- PASSAGE FOR REVIEW:
▼

Since January 1 2006, employers offering 401k retirement plans to their employees have been able to amend their plans to accept contributions on an after-tax basis, similar to Roth Individual Retirement Accounts (Roth IRAs).
Designated Roth contributions grow with tax-free earnings and are distributed at retirement without triggering any future income tax liability. Although the Roth 401k option was intended to expire on December 31, 2010, the Pension Protection Act of 2006 extended the program indefinitely. Here are some things to consider:
BENEFITS FOR EMPLOYEE-PARTICIPANTS
The Roth 401k combines elements of both a Roth IRA and a traditional 401k plan. The Roth 401k:
- Does not limit participation by income, unlike the Roth IRA
- Allows participants to contribute on an after-tax basis, like the Roth IRA, up to the amounts permitted under a traditional 401k.
Therefore, higher income employees who are ineligible to open a Roth IRA can instead contribute to a Roth 401k at higher amounts than are permitted in a Roth IRA. By contributing to a Roth 401k plan, employees can contribute on an after-tax basis without being taxed in the future.
ROTH 401K REQUIREMENTS
For an employer to offer a valid Roth 401k plan:
- The employer must also offer a traditional 401k plan. Designated Roth accounts cannot exist without an accompanying pre-tax elective deferral plan
- Participants must be able to designate some or all of their elective deferrals as Roth 401k contributions
- The employer must include designated Roth contributions in the employee’s gross income (IRC 402A(a)(1))
- Roth contributions must be tracked and their records kept in a separate account, with any applicable earnings and losses allocated to that Roth account
Employers may not make contributions to a designated Roth account. Any employer contributions, such as matching or profit-sharing contributions, must be treated as pre-tax contributions and added to the participant’s pre-tax account. (However, special rules apply for in-plan rollovers to a Roth accounts)

▲

- DATA EXCERPTS:
▼

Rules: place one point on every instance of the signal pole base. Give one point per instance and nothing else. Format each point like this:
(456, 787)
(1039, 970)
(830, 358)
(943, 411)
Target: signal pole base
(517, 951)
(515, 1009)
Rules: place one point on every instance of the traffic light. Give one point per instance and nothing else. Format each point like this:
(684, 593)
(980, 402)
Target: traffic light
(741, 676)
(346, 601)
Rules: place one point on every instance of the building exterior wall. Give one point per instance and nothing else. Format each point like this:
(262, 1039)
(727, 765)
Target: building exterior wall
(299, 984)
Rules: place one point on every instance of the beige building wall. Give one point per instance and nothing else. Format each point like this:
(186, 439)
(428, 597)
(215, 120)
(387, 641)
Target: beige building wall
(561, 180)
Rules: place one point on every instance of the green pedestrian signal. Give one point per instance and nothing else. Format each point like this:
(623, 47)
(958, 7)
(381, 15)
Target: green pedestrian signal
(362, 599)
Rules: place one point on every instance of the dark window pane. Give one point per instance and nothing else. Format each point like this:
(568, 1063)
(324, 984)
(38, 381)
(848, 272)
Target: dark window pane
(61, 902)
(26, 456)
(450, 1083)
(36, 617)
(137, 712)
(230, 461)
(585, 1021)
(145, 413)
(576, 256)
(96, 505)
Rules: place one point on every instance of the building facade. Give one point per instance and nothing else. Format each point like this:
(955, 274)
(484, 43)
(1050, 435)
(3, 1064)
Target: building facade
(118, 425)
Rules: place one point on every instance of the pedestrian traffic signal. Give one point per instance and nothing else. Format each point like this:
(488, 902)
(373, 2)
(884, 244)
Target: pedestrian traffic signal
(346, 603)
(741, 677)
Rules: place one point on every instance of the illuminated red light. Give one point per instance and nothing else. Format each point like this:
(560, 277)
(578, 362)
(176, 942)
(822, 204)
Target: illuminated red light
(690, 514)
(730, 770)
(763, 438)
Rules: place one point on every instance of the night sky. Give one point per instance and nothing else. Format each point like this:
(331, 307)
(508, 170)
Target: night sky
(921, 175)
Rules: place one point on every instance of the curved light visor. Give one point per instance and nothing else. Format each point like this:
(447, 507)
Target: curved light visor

▲

Reproduce part of the Roth 401k passage word for word. Begin at the words "ROTH 401K REQUIREMENTS" and stop after the words "a Roth accounts)". This material isn't needed for the work that comes next.

ROTH 401K REQUIREMENTS
For an employer to offer a valid Roth 401k plan:
- The employer must also offer a traditional 401k plan. Designated Roth accounts cannot exist without an accompanying pre-tax elective deferral plan
- Participants must be able to designate some or all of their elective deferrals as Roth 401k contributions
- The employer must include designated Roth contributions in the employee’s gross income (IRC 402A(a)(1))
- Roth contributions must be tracked and their records kept in a separate account, with any applicable earnings and losses allocated to that Roth account
Employers may not make contributions to a designated Roth account. Any employer contributions, such as matching or profit-sharing contributions, must be treated as pre-tax contributions and added to the participant’s pre-tax account. (However, special rules apply for in-plan rollovers to a Roth accounts)